## Request
Return exactly the lines of the entries that start at the line containing "TARGET = woman in purple shirt" and continue to the last line. Omit the pictures.

## Dataset
# # # # #

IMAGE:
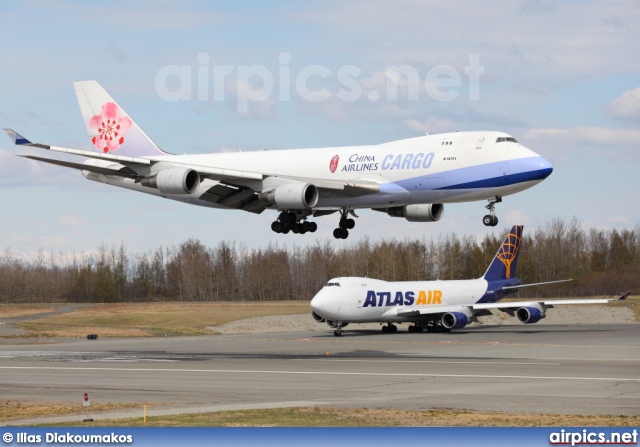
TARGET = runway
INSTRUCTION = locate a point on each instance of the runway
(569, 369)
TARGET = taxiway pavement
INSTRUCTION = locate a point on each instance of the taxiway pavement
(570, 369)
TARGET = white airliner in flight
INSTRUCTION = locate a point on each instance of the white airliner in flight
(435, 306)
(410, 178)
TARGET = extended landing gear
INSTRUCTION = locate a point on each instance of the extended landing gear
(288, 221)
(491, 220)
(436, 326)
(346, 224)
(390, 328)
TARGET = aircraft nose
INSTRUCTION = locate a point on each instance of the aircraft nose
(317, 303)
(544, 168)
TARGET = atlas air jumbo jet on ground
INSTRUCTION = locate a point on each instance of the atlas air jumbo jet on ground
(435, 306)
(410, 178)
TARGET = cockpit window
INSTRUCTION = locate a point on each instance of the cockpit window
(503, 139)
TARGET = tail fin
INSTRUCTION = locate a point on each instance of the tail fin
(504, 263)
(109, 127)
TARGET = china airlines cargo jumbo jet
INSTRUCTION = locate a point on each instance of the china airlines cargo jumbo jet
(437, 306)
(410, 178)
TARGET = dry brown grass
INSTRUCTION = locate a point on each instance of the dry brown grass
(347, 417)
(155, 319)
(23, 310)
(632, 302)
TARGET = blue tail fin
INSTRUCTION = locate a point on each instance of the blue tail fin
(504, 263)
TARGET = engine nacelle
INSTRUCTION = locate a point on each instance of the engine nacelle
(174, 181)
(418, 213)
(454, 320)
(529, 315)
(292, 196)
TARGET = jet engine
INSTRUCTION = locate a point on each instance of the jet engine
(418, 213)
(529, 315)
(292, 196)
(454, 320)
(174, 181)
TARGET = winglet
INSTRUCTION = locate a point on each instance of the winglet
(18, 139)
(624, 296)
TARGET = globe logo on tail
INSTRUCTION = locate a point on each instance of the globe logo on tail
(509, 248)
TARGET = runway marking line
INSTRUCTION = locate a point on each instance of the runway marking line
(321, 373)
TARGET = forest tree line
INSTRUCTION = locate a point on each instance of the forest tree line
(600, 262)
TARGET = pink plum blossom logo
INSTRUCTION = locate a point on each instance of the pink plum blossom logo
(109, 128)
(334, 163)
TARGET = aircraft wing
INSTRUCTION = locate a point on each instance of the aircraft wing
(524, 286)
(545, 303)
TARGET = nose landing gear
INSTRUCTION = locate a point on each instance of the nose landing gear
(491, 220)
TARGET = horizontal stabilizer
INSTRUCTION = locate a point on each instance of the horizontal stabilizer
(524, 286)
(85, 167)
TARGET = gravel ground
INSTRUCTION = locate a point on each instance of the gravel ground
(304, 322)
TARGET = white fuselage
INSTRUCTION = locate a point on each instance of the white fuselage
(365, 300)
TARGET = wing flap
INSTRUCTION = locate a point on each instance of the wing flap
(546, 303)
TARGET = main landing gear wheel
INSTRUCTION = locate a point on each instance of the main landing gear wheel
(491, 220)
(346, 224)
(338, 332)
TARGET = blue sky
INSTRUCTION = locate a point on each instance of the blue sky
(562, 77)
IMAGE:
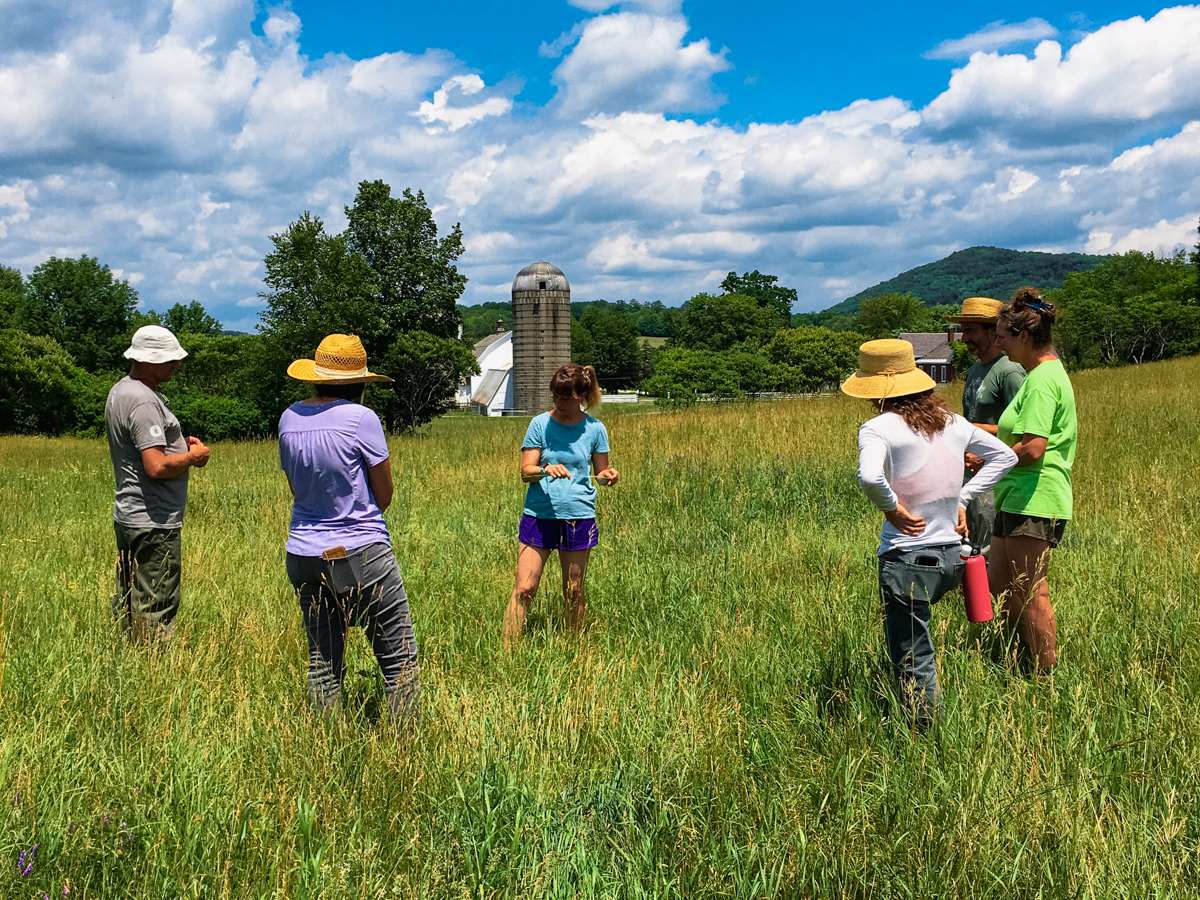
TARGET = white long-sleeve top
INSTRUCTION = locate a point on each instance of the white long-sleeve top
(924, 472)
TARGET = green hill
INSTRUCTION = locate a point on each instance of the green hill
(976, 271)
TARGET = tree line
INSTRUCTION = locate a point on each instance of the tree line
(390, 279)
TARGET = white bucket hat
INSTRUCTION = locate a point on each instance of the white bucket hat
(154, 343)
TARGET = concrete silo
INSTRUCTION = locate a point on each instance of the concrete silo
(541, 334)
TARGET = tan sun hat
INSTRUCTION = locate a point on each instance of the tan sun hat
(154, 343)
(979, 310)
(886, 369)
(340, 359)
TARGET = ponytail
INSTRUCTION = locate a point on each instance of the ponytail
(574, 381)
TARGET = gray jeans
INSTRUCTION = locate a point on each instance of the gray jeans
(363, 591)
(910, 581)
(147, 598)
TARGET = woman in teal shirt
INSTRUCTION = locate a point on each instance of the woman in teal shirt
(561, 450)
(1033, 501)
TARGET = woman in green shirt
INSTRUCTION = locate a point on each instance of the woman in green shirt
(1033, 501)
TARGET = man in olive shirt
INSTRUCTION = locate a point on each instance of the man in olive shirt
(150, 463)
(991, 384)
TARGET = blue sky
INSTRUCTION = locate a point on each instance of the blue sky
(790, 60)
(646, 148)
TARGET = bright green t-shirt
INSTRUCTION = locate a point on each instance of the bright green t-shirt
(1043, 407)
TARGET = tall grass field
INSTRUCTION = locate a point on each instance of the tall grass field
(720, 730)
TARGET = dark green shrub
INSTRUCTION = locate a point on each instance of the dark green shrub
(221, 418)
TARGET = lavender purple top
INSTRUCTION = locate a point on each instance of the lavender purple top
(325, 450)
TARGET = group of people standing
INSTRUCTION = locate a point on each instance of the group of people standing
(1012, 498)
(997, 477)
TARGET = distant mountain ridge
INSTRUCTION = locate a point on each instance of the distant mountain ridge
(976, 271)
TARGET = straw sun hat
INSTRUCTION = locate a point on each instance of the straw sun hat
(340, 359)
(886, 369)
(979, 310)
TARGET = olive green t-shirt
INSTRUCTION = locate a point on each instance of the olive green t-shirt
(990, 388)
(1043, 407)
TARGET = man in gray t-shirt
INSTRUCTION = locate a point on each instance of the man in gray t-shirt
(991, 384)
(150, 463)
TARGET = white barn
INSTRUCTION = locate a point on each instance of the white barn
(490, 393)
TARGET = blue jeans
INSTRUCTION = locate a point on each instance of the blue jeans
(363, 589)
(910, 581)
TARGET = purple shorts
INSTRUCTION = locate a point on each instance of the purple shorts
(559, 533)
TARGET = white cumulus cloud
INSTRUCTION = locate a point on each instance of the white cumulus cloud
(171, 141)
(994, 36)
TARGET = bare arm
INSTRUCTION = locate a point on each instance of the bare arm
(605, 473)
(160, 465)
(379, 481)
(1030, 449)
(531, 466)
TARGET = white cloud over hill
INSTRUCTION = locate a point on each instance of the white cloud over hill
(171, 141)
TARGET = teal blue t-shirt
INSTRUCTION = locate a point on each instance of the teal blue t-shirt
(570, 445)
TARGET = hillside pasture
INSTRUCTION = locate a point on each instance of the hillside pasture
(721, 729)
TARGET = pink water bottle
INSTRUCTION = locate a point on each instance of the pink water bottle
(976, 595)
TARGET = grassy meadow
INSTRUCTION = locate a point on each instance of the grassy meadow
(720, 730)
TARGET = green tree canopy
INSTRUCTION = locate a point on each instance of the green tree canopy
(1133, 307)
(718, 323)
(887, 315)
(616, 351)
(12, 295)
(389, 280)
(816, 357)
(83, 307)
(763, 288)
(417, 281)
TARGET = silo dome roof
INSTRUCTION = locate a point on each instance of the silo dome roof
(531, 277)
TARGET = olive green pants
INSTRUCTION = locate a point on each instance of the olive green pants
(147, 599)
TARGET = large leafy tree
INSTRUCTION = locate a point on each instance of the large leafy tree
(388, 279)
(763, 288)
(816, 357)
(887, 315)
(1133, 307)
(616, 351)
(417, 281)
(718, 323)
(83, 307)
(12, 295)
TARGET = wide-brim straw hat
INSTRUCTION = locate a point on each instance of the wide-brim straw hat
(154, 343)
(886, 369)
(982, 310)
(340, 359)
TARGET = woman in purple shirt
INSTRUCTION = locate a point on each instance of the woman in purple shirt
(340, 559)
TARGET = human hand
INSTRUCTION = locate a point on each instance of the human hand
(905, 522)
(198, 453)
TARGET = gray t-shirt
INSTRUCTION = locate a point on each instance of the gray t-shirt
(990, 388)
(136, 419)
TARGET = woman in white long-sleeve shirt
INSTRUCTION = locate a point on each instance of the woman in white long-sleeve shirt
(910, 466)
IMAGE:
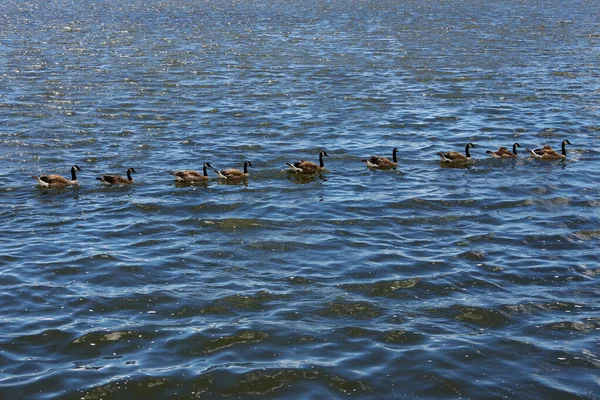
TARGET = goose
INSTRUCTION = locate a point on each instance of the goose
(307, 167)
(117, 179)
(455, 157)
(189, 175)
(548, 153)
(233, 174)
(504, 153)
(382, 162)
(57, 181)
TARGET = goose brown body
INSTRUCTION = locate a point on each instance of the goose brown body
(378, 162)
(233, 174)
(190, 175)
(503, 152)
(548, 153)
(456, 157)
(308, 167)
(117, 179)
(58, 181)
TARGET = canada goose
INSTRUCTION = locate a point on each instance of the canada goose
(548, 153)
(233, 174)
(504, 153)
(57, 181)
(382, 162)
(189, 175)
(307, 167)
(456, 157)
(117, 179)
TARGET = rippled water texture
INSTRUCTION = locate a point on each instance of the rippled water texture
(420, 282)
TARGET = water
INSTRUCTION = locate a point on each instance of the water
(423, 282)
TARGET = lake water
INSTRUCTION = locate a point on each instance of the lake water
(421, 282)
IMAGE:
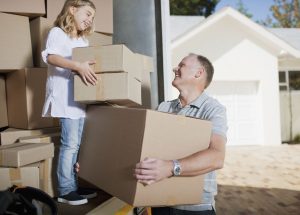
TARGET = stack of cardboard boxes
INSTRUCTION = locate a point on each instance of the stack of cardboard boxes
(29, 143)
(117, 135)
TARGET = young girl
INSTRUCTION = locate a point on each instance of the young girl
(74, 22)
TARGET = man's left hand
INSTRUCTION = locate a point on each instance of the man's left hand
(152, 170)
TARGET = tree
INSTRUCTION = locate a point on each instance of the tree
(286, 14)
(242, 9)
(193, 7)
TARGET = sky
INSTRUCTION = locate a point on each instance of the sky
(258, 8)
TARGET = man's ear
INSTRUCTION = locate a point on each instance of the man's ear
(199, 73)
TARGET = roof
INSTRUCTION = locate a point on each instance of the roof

# # # # #

## Solution
TARGET = woman in purple shirt
INSTRUCTION = locate a point on each instance of the woman in purple shirt
(340, 559)
TARGET = human hand
INSTRUCTION = locate a point on each instance of the human hand
(905, 522)
(198, 453)
TARGET = gray t-shirt
INSTRUCTION = locate a point on each instance of the gray t-shirt
(990, 388)
(136, 419)
TARGET = woman in white long-sleeve shirt
INSTRUCTION = locate a point on each instance of the woman in white long-sleeve shirt
(910, 466)
IMAGE:
TARGET = goose
INSTRUCTION = locate a point on each instance of the goose
(307, 167)
(117, 179)
(455, 157)
(189, 175)
(548, 153)
(233, 174)
(504, 153)
(382, 162)
(57, 181)
TARGET = goose brown body
INSTRUCTION = locate a point on each instance of the goose brown body
(378, 162)
(233, 174)
(190, 175)
(503, 152)
(548, 153)
(456, 157)
(308, 167)
(117, 179)
(58, 181)
TARGET = canada goose
INSTRUCTION = locate a point on each instance of the canada goose
(548, 153)
(233, 174)
(504, 153)
(57, 181)
(382, 162)
(189, 175)
(307, 167)
(456, 157)
(117, 179)
TARGET = rippled water texture
INSTRUCTION = locate a point on each instance of the rippled water texture
(420, 282)
TARGET = water
INSTRUCTION = locate a point on each instance of the water
(423, 282)
TARGET = lake water
INSTRUCTION = locate a point on each instance of the lake water
(421, 282)
IMAGE:
TARGET = stack of cardboard boxes
INSTRUCTION = locate a point on each instance of the stack of cardboard boxes
(29, 143)
(117, 135)
TARGET = young girl
INSTRUCTION = locate a point on each instance of the young girl
(74, 22)
TARGET = man's left hand
INSTRUCTION = locate a point on each instance of the man's left hand
(152, 170)
TARGET = tree
INSTRUCTION = locate a point on each instance of the tree
(286, 14)
(242, 9)
(193, 7)
TARGET = sky
INSTRUCTION = locate a point on each instance of the sky
(258, 8)
TARGET = man's ear
INSTRUCTION = locate a point on each instance of the man's ear
(199, 73)
TARGET = roof
INSTRUCTION = locate a point on each instance of the roof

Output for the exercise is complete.